A faithful copy of the whole listing is required, with nothing left out.

[PROVIDED DATA Boundary: Start]

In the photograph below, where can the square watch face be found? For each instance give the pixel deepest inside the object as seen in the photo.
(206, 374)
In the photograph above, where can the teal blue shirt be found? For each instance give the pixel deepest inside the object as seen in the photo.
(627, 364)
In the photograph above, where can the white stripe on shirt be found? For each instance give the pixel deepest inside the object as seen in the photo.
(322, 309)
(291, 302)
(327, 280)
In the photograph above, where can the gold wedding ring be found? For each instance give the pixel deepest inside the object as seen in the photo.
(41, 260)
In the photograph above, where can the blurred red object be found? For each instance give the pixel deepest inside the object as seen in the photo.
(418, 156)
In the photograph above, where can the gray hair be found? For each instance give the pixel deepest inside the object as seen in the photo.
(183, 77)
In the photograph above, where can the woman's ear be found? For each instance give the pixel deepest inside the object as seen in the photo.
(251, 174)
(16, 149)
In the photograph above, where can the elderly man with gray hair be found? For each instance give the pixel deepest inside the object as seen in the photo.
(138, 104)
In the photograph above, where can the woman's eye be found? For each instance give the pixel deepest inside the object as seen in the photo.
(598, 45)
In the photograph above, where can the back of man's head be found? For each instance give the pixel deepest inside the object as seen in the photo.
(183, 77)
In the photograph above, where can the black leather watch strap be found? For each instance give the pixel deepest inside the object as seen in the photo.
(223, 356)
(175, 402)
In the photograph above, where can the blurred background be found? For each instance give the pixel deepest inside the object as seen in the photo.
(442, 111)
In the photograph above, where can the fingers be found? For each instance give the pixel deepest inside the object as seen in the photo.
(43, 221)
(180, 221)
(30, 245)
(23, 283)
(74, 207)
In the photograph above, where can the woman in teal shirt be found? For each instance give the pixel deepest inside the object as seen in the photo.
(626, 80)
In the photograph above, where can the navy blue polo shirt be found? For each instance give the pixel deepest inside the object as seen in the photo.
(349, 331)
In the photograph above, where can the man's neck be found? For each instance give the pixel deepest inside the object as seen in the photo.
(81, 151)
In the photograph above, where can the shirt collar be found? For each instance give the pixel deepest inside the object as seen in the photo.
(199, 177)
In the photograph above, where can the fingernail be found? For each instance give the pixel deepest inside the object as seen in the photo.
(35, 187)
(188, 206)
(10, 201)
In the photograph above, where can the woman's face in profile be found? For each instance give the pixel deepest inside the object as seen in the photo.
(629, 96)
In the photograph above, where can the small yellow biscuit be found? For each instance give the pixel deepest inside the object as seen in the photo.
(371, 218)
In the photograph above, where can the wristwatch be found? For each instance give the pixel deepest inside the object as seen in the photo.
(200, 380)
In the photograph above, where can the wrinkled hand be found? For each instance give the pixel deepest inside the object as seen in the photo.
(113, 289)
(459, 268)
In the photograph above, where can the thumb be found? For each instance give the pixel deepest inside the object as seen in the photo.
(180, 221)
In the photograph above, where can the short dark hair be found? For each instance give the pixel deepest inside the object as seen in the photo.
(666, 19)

[PROVIDED DATA Boundary: End]

_EXERCISE ANSWER_
In the photograph below, where can the square watch face be found? For each instance give the pixel deepest inside the object as seen in the photo.
(206, 374)
In the photograph above, where can the teal blue shirt be found? For each instance give the pixel deepest inside the object as seen in the photo.
(627, 364)
In the photograph above, where can the white stripe on shirt be found? For each instance give the pixel deepest inside the object as seen in the photo.
(322, 309)
(291, 302)
(327, 280)
In the photograph above, where can the gold wedding ring be found? For each instance give the pixel deepest inside the object as seen in the photo.
(41, 260)
In the photograph above, where can the blurred red object be found? For each instance give the pixel deepest inside the object as seen in the photo.
(418, 156)
In the photograph above, where can the gray hair be found? For each instance give the pixel deepest inside the object as seen in the photo.
(183, 77)
In the photograph above, where can the woman's ear be found? For each instance give the pixel deepest inside the object as seen in the photo.
(251, 174)
(16, 149)
In the photograph above, where can the elderly man with gray hair be found? For each instance give the pixel deepest inside the object as seen in the photo.
(138, 104)
In the photograph above, where can the woman's eye be found? For each instance give the pixel deepest inside the object as seen in the photo.
(598, 45)
In the photograph above, where can the back of man's head be found? For each instance give the pixel deepest inside the object as seen in the photo.
(183, 77)
In the photograph above, where can the black leather watch strap be found? For each instance give the pixel deepest inside the object as seen in the photo.
(223, 356)
(175, 402)
In the photograph above, where can the blurred background be found? For each instance give the pixel deepest inside the object as seen in the photo.
(442, 111)
In the photograph above, where can the fingers be found? For each instance give the pixel deepest inside the object as seen in the photo.
(43, 221)
(180, 221)
(30, 245)
(23, 283)
(74, 207)
In the photograph above, where can the woman in teal shirt be found? For each instance give the pixel deepest inside the object as seen in the photo.
(626, 80)
In the photograph above, where can the navy blue polo shirt be found? For each instance give the pixel deepest inside the object as seen in the photo.
(349, 331)
In the photograph above, where can the man's neck be found? For each instance give the pixel deepest inside the object as seen in the photo.
(81, 151)
In the photograph above, where can the shirt collar be found? For each instance give the pixel deepest inside the object as seen in the photo.
(199, 177)
In the photograph above, where can the fingernail be found? For each instance give the pixel deepest inside the object as seen in the photo.
(35, 187)
(188, 206)
(10, 201)
In the photograph above, where can the woman's face in profile be found? For each instance give the pixel deepest inside the object as seen in the photo.
(629, 96)
In the photograph above, where can the small yellow biscuit be found? For each instance give the pixel deepest inside the object as seen in the photo.
(371, 218)
In the photograph above, where can the wristwatch be found? For each instance give the pixel deepest inside the object as seen in the photo.
(200, 380)
In the photograph above, where can the wrinkled hand be found? For each instance give the pixel deepest inside the object as seen in the photo.
(113, 289)
(459, 268)
In the photograph above, where can the thumb be found? For each instance give the pixel deepest inside the object as seen in the photo.
(180, 221)
In the photograph above, where can the short dark hair be found? For each instance give the pixel deepest inside the object as seen in the photo.
(666, 19)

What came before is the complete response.